(Opis zadania): Przekształć wszystkie poniższe rekordy w plik CSV o dwóch kolumnach, „tresc” i „odpowiedz”, z jednym wierszem na każdy rekord. Tekst rekordu i jego odpowiedź umieść w osobnych polach ujętych w cudzysłów, a znaki nowego wiersza zamień na spacje.

(Wiersze danych):
^^^^

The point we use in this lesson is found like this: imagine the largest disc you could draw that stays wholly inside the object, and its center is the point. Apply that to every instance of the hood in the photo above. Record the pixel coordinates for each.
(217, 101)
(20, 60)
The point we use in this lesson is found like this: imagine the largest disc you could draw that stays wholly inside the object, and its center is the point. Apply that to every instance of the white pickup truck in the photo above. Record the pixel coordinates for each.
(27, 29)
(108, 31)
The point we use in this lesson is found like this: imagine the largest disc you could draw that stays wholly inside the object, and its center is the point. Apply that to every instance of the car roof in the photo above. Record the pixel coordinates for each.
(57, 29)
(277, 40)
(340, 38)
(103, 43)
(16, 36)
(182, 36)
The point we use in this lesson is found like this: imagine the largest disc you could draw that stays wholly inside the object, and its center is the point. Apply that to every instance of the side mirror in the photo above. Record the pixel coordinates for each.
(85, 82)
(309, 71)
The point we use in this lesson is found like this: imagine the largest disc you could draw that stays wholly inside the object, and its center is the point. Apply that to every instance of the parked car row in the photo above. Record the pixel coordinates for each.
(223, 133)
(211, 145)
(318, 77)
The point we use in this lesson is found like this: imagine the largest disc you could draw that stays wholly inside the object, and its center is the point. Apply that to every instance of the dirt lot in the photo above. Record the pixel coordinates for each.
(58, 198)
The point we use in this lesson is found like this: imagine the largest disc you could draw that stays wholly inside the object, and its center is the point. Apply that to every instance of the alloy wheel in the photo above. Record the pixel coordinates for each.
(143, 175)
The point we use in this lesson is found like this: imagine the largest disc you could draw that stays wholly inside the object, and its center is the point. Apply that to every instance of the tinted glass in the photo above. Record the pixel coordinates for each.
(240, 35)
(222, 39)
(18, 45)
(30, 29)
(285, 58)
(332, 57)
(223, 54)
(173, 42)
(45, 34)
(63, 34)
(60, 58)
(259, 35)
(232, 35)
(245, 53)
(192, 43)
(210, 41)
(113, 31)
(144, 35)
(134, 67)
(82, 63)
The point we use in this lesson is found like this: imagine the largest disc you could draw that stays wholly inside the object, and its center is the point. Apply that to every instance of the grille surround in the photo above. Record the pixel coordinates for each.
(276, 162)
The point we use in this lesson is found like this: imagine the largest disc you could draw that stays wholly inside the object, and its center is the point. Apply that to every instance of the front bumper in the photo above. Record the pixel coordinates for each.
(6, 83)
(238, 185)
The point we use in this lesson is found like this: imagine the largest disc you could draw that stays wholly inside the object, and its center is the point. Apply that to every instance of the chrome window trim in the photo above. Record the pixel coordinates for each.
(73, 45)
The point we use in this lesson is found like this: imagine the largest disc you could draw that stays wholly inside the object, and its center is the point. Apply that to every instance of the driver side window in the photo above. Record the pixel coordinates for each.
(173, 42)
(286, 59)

^^^^

(Rozwiązanie zadania):
tresc,odpowiedz
"The point we use in this lesson is found like this: imagine the largest disc you could draw that stays wholly inside the object, and its center is the point. Apply that to every instance of the hood in the photo above. Record the pixel coordinates for each.","(217, 101) (20, 60)"
"The point we use in this lesson is found like this: imagine the largest disc you could draw that stays wholly inside the object, and its center is the point. Apply that to every instance of the white pickup truck in the photo above. Record the pixel coordinates for each.","(27, 29) (108, 31)"
"The point we use in this lesson is found like this: imagine the largest disc you could draw that stays wholly inside the object, and its center is the point. Apply that to every instance of the car roof in the photo above. Record the pixel coordinates for each.","(57, 29) (277, 40) (340, 38) (103, 43) (16, 36) (182, 36)"
"The point we use in this lesson is found like this: imagine the largest disc you could draw that stays wholly inside the object, and its center is the point. Apply that to every instance of the side mirror in the photo above. Record the pixel coordinates for each.","(85, 82) (309, 71)"
"The point we use in this lesson is found like this: imagine the largest disc you could draw that stays wholly inside the object, and its center is the point. Apply that to every instance of the parked car row in the photo above. Record the pixel coordinates for each.","(223, 133) (211, 145) (318, 77)"
"The point we use in this lesson is found like this: imagine the largest disc you could draw that stays wholly inside the object, and its center is the point. Apply that to every instance of the dirt lot in the photo above. Record the pixel coordinates for each.","(58, 198)"
"The point we use in this lesson is found like this: imagine the largest disc you could draw that stays wholly inside the object, and its center is the point. Apply that to every instance of the alloy wheel in the photo above. Record the pixel coordinates for each.","(143, 175)"
"The point we use in this lesson is found like this: imagine the largest disc you could draw that stays wholly inside the object, and its center is the point. Apply that to every instance of the tinted glass in the photo above. Record the pixel coordinates for each.","(240, 35) (222, 39) (18, 45) (30, 29) (285, 58) (332, 57) (223, 54) (173, 42) (45, 34) (63, 34) (60, 58) (259, 35) (232, 35) (245, 53) (192, 43) (210, 41) (113, 31) (144, 35) (134, 67) (82, 63)"
"The point we use in this lesson is found like this: imagine the largest disc you could draw that stays wholly inside the object, and its center is the point. Apply that to every instance of the grille surround in the photo above. Record the pixel coordinates for each.","(276, 162)"
"The point we use in this lesson is found like this: imagine the largest disc you could draw that stays wholly inside the object, and its center is the point. Apply that to every instance of the front bumper in the photo above. Record the pixel coordinates for each.","(6, 83) (238, 185)"
"The point we use in this lesson is found like this: imagine the largest disc you could draw that stays wholly inside the object, and its center is the point. Apply that to every instance of the chrome window trim in the photo above. Record the pixel coordinates for each.","(73, 45)"
"The point we use in this lesson is found like this: imagine the largest disc you could draw that stays wholly inside the object, and its center is the point. Apply that to every instance of the driver side window in the photo above. Record the pixel coordinates for each.","(173, 42) (286, 59)"